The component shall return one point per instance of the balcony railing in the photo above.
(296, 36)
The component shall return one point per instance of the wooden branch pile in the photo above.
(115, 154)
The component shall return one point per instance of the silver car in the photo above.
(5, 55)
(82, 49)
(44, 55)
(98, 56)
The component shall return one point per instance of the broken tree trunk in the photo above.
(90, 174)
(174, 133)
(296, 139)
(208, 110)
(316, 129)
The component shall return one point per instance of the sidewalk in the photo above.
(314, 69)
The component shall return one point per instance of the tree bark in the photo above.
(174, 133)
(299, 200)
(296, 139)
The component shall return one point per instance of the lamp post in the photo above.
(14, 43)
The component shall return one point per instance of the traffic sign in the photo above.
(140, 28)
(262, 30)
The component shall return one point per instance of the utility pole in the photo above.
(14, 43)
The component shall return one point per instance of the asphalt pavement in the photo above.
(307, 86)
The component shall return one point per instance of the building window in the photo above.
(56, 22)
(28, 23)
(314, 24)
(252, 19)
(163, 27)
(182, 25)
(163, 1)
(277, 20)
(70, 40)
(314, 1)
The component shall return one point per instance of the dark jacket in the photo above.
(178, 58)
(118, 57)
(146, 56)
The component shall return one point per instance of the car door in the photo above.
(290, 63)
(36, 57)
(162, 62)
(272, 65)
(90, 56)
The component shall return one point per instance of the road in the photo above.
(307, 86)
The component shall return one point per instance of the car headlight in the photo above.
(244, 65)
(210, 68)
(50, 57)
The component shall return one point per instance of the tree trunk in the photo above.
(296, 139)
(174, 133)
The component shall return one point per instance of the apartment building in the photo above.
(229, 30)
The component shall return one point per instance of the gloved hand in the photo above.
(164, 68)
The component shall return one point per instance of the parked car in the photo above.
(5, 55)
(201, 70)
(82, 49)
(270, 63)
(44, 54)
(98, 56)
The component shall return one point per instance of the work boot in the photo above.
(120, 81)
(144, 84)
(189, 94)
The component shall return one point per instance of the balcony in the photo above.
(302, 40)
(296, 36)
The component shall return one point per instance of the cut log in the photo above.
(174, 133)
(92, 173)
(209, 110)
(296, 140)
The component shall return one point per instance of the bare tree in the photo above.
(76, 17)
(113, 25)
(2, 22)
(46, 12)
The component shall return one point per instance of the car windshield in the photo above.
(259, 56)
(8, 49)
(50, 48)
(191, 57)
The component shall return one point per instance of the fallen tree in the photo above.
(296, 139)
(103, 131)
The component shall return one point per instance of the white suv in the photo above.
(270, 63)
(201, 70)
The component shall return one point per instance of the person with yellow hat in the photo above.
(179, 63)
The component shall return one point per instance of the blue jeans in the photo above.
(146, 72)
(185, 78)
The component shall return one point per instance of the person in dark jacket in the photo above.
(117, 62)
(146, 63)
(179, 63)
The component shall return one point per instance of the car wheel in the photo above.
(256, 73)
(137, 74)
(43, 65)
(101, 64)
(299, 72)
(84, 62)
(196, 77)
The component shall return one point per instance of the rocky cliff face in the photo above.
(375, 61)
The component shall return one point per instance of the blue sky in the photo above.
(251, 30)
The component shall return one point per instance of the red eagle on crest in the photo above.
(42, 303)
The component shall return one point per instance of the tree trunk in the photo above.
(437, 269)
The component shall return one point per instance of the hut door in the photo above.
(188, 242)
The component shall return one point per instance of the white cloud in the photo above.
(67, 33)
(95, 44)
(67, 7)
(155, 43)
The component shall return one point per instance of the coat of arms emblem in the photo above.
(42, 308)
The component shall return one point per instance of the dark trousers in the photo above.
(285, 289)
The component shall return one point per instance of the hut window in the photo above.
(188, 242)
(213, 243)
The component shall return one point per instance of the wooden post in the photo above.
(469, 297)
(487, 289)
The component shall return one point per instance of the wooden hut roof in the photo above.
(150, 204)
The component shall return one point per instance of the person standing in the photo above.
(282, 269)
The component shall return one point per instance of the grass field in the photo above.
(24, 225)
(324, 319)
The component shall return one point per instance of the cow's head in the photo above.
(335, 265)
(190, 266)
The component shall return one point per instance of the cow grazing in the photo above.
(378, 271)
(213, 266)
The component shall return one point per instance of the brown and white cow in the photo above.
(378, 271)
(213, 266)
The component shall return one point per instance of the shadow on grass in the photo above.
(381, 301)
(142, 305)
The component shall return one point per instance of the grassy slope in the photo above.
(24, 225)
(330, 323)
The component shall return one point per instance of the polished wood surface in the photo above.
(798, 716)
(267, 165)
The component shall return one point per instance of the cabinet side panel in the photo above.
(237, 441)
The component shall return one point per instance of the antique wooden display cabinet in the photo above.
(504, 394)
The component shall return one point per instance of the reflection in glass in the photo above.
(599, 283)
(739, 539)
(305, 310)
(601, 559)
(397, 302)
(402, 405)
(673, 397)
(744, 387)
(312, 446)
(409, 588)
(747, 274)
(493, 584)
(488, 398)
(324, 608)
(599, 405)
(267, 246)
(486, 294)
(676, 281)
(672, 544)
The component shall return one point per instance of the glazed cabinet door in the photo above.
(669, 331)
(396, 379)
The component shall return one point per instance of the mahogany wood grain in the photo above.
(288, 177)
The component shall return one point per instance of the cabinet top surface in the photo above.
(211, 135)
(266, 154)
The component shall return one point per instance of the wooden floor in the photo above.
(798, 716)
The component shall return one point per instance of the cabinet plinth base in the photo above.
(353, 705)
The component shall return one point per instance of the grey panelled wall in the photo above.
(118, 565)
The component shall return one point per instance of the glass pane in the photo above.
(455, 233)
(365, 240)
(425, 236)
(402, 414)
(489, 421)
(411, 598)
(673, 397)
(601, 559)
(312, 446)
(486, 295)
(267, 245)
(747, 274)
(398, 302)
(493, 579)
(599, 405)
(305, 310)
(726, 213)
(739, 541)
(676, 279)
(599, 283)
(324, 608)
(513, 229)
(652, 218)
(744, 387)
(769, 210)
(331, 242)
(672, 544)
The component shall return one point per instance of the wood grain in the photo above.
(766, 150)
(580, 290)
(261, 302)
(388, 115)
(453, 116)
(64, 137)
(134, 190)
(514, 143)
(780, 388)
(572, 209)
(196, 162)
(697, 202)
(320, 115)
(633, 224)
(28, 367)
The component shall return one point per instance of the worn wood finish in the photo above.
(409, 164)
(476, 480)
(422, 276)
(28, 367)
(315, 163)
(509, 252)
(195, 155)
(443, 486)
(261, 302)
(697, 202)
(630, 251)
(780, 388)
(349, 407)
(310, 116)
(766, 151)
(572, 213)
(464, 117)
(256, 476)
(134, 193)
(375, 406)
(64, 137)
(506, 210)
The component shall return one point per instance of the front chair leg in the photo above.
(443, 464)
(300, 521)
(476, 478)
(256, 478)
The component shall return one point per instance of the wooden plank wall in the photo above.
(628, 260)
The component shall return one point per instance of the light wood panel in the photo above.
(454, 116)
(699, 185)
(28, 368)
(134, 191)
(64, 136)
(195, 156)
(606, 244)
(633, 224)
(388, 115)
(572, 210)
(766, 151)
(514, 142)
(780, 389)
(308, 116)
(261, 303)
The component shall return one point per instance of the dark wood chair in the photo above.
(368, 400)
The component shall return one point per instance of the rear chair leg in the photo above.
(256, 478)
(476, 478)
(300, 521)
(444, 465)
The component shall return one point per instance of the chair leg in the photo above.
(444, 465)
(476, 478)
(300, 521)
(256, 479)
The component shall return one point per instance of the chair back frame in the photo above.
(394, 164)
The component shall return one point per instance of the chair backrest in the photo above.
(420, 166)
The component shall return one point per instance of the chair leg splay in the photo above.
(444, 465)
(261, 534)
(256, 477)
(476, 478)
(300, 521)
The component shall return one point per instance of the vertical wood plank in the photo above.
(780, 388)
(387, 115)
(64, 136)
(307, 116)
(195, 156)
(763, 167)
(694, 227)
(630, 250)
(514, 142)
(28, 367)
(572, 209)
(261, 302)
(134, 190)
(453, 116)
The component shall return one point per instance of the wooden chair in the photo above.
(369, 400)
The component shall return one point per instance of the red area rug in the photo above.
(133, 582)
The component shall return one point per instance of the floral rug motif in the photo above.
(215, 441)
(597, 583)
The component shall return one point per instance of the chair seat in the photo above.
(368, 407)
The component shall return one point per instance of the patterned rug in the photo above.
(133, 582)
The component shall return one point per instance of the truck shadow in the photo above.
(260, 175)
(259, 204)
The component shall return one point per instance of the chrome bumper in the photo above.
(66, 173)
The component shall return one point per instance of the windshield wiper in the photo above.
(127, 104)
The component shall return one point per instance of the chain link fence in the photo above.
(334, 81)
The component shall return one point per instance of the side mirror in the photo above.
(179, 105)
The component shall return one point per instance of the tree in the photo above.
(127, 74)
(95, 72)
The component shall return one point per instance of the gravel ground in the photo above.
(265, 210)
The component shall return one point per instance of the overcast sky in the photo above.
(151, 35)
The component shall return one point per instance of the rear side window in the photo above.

--

_The task:_
The output consists solely of the lines from the line that contains "The component shall return one point per instance of the floral" through the final line of the data.

_Exercise answer:_
The component shall return one point per instance of the floral rug motif in the photo above.
(215, 441)
(597, 583)
The component shall return one point per instance of the chair seat in the photo above.
(368, 407)
The component shall return one point per instance of the patterned rug in the photo above.
(133, 582)
The component shall return one point per instance of the truck shadow in the photo above.
(260, 175)
(259, 204)
The component shall return one point per instance of the chrome bumper in the photo above.
(66, 173)
The component shall return one point per instance of the windshield wiper in the photo above.
(127, 104)
The component shall return one point per instance of the chain link fence in the photo above.
(334, 81)
The component shall return one point per instance of the side mirror in the photo above.
(179, 105)
The component shall return one point per instance of the tree in the photo above.
(127, 74)
(95, 72)
The component shall return one point per instance of the gravel ground in the photo above.
(265, 210)
The component shall return one point per instance of the overcast sky in the photo above.
(151, 35)
The component shall return one point per instance of the rear side window in the photo above.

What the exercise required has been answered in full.